[Lines of data]
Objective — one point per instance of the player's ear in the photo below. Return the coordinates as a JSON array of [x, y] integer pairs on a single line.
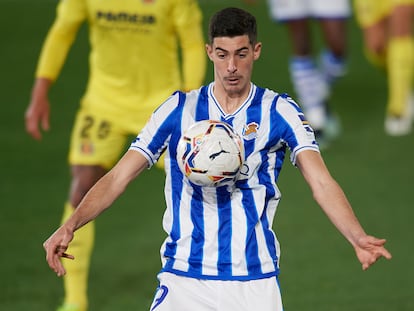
[[257, 49], [209, 50]]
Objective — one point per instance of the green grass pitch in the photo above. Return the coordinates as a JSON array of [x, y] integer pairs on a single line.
[[319, 270]]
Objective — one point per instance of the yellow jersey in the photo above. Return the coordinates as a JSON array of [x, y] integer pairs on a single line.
[[134, 59]]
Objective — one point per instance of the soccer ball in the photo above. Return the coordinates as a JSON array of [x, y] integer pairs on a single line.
[[210, 153]]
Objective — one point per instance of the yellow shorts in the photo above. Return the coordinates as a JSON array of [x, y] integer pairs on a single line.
[[100, 140], [369, 12]]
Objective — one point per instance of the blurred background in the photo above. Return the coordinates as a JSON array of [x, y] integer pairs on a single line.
[[319, 270]]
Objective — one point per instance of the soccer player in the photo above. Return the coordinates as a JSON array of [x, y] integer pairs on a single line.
[[389, 43], [221, 252], [134, 66], [312, 76]]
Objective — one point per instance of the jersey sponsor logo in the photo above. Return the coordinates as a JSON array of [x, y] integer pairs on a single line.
[[124, 17], [160, 295], [250, 131]]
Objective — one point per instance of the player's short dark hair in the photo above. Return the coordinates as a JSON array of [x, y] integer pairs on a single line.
[[232, 22]]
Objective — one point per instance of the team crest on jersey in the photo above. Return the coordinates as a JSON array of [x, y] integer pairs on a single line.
[[160, 295], [305, 123], [250, 131]]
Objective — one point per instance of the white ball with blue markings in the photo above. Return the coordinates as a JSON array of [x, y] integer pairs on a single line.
[[210, 153]]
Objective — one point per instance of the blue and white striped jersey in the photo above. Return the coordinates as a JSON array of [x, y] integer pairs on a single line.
[[225, 232]]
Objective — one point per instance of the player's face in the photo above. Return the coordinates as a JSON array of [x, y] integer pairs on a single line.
[[233, 59]]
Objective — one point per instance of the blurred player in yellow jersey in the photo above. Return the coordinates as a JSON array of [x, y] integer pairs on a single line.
[[134, 66], [388, 33]]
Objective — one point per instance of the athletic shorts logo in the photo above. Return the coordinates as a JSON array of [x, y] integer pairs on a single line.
[[160, 295]]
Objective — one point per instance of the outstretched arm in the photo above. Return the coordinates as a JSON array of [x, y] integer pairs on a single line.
[[329, 195], [99, 198], [38, 112]]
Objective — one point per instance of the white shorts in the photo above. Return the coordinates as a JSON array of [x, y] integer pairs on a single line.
[[187, 294], [283, 10]]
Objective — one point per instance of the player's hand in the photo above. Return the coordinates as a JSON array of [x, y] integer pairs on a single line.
[[369, 249], [55, 247], [38, 112]]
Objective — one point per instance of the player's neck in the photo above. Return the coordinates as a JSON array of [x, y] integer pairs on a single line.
[[230, 100]]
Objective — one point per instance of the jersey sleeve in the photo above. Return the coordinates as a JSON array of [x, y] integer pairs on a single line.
[[297, 133], [188, 20], [70, 14], [154, 137]]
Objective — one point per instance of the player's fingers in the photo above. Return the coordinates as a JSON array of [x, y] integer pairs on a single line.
[[66, 255]]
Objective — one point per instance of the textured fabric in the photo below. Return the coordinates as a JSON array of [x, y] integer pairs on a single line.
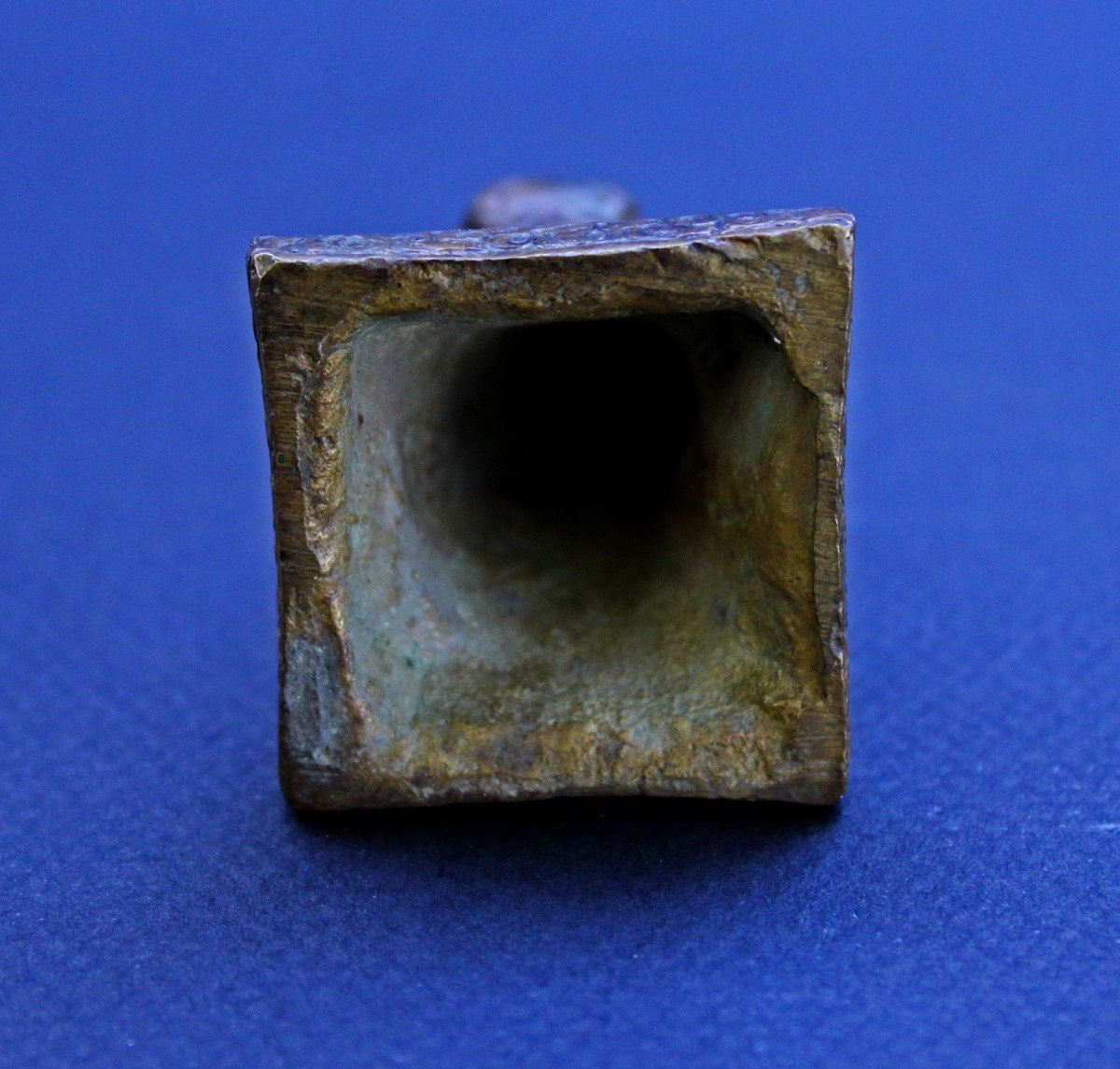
[[158, 902]]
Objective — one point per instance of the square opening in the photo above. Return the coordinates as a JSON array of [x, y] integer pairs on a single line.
[[583, 533]]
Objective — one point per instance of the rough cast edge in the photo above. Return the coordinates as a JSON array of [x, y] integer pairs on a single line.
[[821, 777]]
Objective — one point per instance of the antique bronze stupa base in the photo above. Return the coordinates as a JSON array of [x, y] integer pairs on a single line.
[[559, 508]]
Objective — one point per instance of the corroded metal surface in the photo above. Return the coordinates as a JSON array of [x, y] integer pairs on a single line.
[[559, 510]]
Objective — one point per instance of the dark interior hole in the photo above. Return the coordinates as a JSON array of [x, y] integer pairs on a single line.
[[567, 437]]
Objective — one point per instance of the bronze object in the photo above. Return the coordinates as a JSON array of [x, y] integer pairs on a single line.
[[559, 509]]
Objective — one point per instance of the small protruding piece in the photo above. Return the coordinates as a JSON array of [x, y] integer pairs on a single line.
[[539, 202]]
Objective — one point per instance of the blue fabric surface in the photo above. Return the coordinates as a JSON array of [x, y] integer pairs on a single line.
[[158, 902]]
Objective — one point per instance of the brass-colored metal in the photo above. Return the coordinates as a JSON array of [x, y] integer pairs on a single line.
[[559, 510]]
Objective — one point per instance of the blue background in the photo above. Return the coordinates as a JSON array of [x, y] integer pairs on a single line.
[[161, 906]]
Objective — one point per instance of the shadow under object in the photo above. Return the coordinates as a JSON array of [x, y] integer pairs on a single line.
[[559, 509]]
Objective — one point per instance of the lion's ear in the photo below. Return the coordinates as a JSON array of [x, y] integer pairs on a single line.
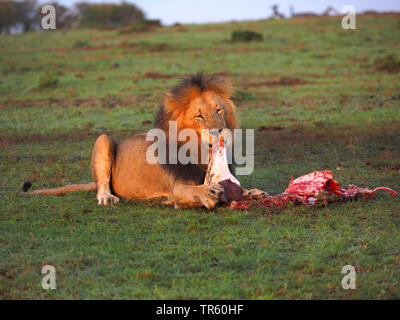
[[232, 121]]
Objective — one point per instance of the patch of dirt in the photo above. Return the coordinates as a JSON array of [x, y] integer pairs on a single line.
[[284, 81], [76, 135], [269, 128], [158, 75], [106, 102], [389, 64]]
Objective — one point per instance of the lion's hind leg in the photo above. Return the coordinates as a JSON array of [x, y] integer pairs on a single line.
[[102, 162]]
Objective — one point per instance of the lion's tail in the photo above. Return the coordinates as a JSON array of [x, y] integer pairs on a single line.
[[62, 190]]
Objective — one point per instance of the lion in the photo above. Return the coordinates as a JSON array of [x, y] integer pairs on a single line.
[[121, 170]]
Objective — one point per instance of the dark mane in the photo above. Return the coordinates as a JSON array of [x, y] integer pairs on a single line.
[[176, 101], [179, 97]]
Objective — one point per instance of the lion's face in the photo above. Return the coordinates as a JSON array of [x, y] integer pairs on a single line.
[[201, 103], [207, 116]]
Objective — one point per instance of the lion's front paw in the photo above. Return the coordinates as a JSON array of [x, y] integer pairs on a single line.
[[254, 194], [107, 198], [211, 194]]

[Exercise instructions] Copy out everything from the line containing "Objective — one point per instance of the blurred player" down to the line containing "[[160, 295]]", keeping every line and offsetting each coordinate in the answers by -10.

[Finished answer]
Objective — one point per instance of the blurred player in yellow jersey in the photo above. Return the coordinates as a JSON array of [x, y] integer pairs on a single line.
[[124, 56], [378, 23]]
Objective — one point per instance of the athletic shorts logo in the photo above. Return the coordinates as a JSON array of [x, y] integer pairs on a single line.
[[150, 285]]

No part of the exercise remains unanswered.